**WHAT TO WORK ON**
In the book review, what facility is the house called La Folie said to be close to?
═════ PASSAGE ═════
If you’re a weekend Telegraph reader, you’ve probably come across Michael Wright. He’s one of the many Brits who’ve up-sticks and crossed the Channel in search of a better life, subsiding his new farm-country existence by writing a weekly column called C’est La Folie. The column is the inspiration for one of the most entertaining books about the transition to French life that I’ve come across so far, also named C’est La Folie.

The book starts out with entertaining anecdotes explaining why MW decides to leave London and his job as a theatre critic. We don’t need much convincing that he’s right to leave sunny Dulwich for a ramshackle house in need of his love and attention. La Folie, as it’s called, is suitably close to an aerodrome, so MW might be able to take his plane (if there’s ever an opening on the waiting list, that is), and there’s plenty of room for his beloved feline companion, with all the mouse-hunting opportunities that a country house provides.

C’est La Folie follows MW’s assimilation into the community of ‘Jolibois’, a false name for a real place, created in the interests of privacy. His quest for love pops up from time to time, we meet his neighbours, his visitors and the local pharmacist, who helps him with a sensitive medical issue concerning hens. An unexpectedly  important part is played by MW’s sheep. Dwarf-like with wool likened to Rastafarian dreadlocks, their personalities are as individual and vibrant as the people described in these pages. If you’re an animal person, you’ll be laughing one minute and close to crying the next as you work your way through this tale.

When I turned the last page of C’est La Folie, I immediately wanted to read the next instalment. For that, we’ll have to wait, but any curiosity regarding MW’s progress in France can be assuaged by tuning into his column. This is a self-deprecating character who has worked hard to fit into a very different lifestyle from the one he left behind in London. Unlike some other writers in the same vein, he is refreshingly un-snobbish about it. That’s what makes this book even more fun to read. Highly recommended.
═════ INFORMATION SUPPLIED ═════
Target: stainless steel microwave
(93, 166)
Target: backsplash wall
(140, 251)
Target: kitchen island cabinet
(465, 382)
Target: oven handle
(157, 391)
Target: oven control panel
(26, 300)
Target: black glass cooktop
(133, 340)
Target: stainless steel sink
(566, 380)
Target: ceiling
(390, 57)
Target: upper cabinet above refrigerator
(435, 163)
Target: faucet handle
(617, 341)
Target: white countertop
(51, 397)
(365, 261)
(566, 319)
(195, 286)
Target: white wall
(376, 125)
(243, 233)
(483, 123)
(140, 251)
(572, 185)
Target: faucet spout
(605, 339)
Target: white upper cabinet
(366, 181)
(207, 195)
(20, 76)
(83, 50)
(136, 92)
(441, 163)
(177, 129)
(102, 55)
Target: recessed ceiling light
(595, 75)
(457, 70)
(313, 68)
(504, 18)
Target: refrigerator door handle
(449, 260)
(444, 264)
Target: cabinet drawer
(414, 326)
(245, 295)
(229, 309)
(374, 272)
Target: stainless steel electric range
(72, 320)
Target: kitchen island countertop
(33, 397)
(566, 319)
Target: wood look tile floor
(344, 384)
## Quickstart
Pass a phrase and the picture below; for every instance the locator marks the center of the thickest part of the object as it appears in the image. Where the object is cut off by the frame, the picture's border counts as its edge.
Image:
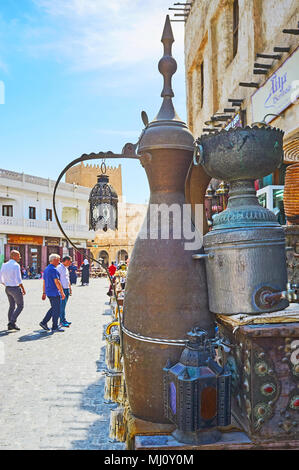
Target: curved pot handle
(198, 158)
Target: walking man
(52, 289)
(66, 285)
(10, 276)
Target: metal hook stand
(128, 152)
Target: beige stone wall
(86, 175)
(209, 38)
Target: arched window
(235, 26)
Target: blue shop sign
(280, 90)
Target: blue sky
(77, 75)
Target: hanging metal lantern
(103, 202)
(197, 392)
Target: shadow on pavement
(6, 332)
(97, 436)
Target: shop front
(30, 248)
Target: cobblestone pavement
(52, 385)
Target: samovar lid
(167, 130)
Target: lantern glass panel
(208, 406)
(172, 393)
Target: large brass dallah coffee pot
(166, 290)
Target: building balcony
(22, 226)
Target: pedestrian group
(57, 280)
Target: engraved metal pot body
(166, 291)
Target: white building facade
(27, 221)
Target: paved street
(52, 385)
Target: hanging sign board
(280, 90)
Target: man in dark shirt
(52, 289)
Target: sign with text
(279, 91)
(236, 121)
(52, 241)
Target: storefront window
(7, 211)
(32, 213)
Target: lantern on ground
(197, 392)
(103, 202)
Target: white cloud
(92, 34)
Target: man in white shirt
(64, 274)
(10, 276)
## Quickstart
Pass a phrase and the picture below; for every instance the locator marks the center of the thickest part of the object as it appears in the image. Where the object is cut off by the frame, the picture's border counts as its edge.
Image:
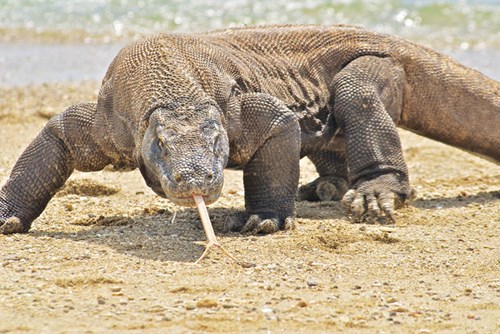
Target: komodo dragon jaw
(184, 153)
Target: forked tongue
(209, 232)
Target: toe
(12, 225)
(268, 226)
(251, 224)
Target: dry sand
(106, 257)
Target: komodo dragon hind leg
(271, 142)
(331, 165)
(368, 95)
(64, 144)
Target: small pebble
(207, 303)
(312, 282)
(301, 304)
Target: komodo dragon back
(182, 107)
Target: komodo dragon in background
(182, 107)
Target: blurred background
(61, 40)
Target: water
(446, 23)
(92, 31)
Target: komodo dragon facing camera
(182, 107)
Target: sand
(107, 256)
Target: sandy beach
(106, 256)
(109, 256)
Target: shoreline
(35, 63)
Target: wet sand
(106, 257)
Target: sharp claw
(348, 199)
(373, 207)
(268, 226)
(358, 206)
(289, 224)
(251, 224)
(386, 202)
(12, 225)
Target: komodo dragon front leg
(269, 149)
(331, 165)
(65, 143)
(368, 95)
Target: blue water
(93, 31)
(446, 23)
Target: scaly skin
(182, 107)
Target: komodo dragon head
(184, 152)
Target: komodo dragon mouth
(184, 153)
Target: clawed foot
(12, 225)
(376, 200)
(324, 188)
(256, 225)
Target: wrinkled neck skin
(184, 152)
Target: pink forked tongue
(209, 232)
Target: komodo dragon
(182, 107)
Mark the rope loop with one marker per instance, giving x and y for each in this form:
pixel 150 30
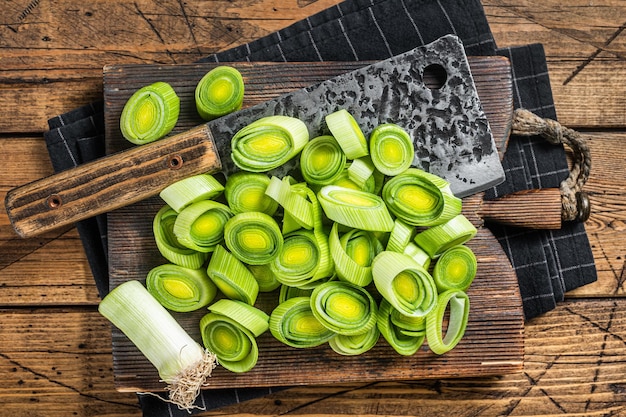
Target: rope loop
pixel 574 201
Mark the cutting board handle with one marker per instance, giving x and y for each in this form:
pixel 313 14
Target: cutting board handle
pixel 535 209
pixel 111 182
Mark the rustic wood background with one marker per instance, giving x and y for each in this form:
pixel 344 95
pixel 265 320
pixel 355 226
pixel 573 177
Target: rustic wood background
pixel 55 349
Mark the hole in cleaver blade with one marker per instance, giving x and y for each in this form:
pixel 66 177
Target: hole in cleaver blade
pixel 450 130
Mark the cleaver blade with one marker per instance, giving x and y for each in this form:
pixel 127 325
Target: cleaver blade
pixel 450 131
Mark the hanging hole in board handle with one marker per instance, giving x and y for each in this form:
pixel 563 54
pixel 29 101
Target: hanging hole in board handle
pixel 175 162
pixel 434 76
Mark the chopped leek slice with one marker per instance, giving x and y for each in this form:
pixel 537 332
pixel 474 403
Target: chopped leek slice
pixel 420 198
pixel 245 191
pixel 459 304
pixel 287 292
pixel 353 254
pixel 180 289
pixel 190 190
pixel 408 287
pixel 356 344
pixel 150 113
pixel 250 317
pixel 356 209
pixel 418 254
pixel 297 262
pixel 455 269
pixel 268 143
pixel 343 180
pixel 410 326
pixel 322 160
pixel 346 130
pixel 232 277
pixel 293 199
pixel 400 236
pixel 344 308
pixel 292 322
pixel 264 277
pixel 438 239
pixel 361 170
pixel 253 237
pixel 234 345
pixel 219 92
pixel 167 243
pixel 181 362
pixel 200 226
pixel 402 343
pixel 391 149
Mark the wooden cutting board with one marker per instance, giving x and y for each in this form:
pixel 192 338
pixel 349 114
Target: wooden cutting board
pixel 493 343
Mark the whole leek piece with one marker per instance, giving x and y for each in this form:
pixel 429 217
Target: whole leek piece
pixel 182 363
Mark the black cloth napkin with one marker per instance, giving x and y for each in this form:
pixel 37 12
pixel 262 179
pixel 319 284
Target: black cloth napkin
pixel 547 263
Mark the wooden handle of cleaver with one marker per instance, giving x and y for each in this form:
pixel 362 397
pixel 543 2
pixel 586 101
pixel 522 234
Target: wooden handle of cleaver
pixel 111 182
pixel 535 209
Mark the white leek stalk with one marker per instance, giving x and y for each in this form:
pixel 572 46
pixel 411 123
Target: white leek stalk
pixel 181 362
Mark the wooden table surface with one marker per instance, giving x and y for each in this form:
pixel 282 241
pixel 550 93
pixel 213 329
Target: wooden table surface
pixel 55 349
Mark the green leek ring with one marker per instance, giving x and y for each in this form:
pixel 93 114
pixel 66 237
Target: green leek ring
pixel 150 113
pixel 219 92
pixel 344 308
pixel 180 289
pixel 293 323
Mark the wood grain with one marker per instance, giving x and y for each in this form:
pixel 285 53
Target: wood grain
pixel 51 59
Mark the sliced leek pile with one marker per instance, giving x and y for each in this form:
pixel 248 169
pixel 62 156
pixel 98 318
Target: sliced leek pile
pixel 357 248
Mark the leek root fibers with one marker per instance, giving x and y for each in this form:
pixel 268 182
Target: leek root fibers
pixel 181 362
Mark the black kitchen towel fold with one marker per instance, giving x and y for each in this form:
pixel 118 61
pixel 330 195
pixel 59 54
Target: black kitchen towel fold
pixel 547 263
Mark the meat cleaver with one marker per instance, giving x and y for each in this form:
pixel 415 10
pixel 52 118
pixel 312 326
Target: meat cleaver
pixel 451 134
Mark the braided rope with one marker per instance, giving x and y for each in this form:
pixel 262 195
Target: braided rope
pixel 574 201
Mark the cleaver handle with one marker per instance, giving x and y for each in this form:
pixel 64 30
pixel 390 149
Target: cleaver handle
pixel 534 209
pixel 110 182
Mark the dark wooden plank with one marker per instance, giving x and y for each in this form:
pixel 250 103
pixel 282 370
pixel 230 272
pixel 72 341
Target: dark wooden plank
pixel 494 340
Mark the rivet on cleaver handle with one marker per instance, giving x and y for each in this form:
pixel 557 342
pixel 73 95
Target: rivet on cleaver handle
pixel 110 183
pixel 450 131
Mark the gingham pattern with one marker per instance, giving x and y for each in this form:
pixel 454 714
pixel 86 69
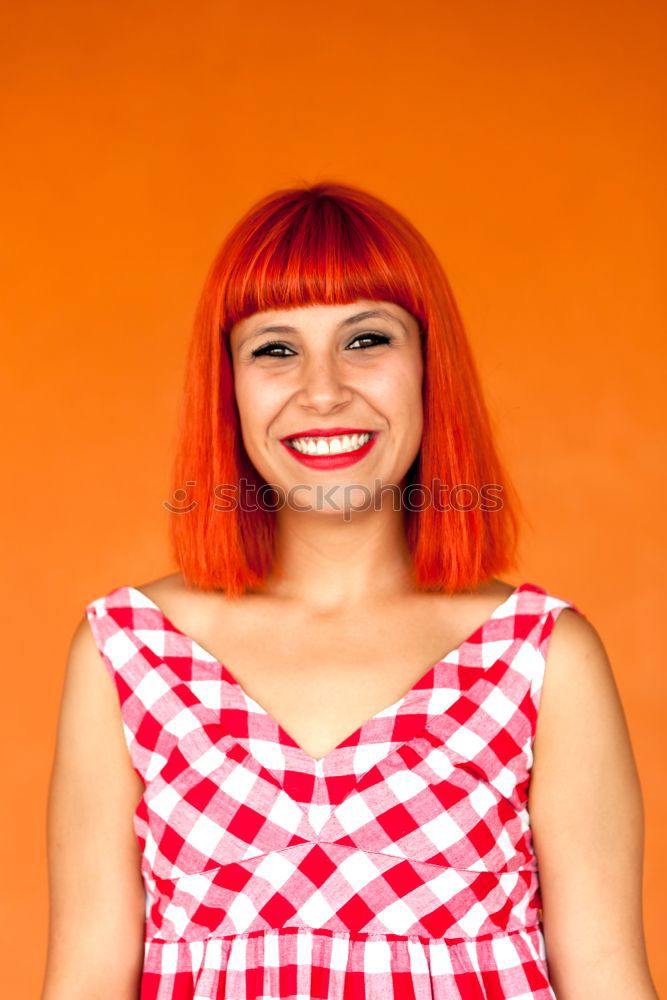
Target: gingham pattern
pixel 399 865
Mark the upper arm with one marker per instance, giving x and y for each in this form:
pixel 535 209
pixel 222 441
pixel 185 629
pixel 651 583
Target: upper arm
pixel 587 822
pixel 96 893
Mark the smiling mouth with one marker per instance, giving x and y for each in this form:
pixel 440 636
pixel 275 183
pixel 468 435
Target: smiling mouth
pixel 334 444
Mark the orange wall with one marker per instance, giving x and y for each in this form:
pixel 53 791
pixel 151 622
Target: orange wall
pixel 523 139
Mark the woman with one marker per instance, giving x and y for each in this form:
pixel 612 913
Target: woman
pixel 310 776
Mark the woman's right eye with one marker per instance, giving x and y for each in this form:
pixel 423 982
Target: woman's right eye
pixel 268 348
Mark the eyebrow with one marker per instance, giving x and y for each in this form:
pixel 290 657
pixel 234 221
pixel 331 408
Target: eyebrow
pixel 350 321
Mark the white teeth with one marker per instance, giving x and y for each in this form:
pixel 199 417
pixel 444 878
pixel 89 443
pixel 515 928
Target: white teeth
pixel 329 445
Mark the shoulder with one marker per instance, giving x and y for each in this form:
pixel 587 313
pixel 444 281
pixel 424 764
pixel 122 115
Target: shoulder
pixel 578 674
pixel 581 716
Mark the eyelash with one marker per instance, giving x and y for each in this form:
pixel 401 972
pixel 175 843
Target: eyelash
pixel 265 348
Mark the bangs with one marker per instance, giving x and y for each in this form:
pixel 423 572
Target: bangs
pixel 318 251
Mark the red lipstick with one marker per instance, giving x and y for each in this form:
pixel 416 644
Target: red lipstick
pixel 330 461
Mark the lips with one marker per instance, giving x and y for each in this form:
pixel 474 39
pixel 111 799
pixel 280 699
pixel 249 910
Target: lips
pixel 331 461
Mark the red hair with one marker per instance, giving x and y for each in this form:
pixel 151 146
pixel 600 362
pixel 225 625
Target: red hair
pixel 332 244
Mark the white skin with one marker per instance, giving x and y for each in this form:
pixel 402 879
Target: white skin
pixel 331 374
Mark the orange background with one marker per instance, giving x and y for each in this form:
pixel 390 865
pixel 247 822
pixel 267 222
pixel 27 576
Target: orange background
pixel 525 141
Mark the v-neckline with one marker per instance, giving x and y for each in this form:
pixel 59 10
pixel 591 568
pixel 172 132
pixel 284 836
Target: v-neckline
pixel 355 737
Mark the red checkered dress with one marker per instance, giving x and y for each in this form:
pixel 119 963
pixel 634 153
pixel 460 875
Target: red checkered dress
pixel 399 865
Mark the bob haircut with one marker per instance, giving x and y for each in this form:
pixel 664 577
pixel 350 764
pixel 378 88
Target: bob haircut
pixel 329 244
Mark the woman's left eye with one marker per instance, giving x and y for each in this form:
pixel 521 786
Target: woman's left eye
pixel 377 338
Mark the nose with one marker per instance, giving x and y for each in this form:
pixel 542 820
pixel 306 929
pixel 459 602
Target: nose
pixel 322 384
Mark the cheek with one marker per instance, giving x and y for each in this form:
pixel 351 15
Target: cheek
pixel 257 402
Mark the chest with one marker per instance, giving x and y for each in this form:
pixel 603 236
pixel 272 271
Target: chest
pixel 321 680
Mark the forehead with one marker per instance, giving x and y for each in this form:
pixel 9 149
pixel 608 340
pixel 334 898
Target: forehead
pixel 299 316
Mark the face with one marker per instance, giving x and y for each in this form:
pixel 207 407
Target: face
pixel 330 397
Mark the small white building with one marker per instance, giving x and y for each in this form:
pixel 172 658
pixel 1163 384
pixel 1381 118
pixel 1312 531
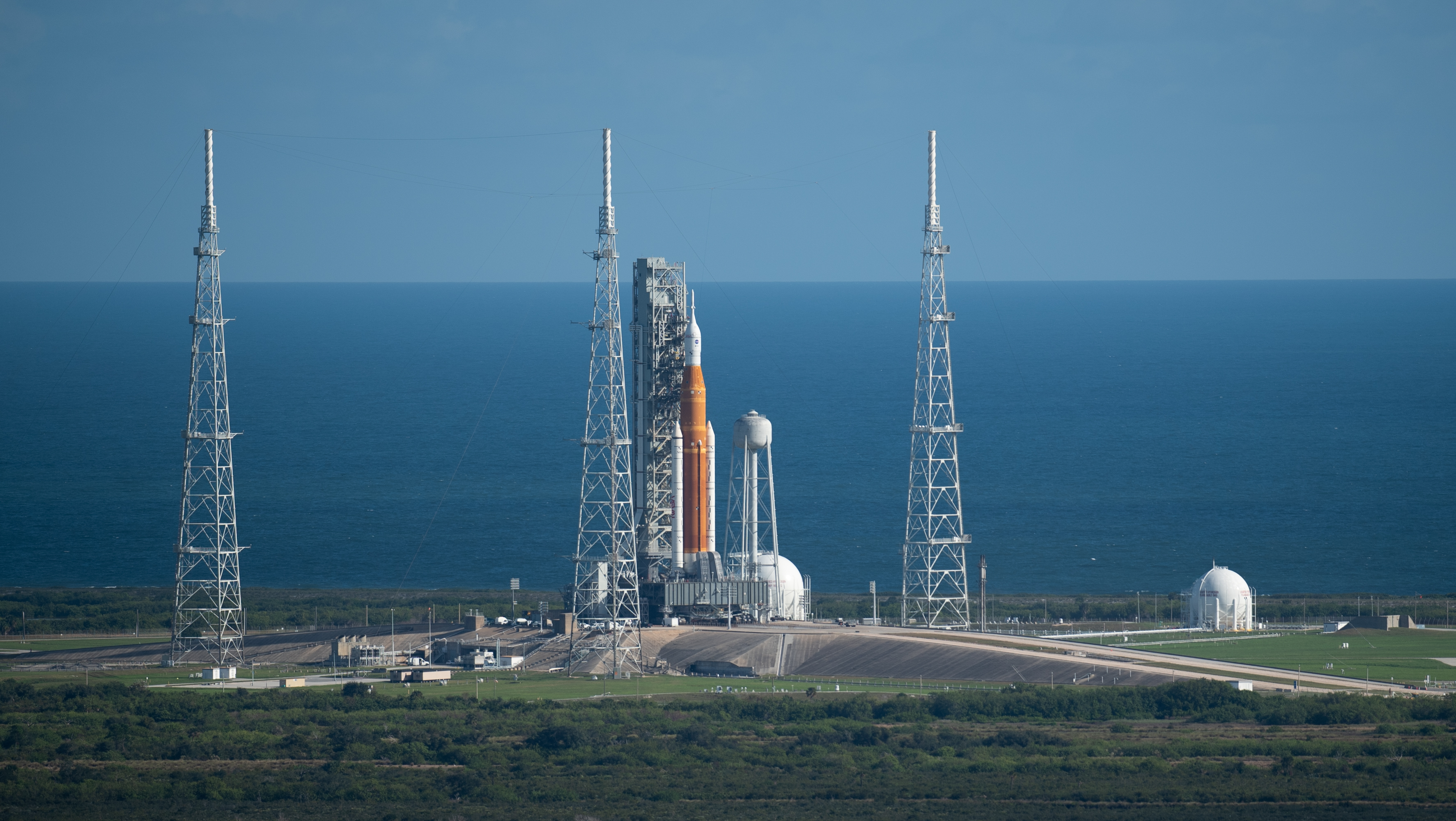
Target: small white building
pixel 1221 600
═════
**TASK RESPONSE**
An aerodrome.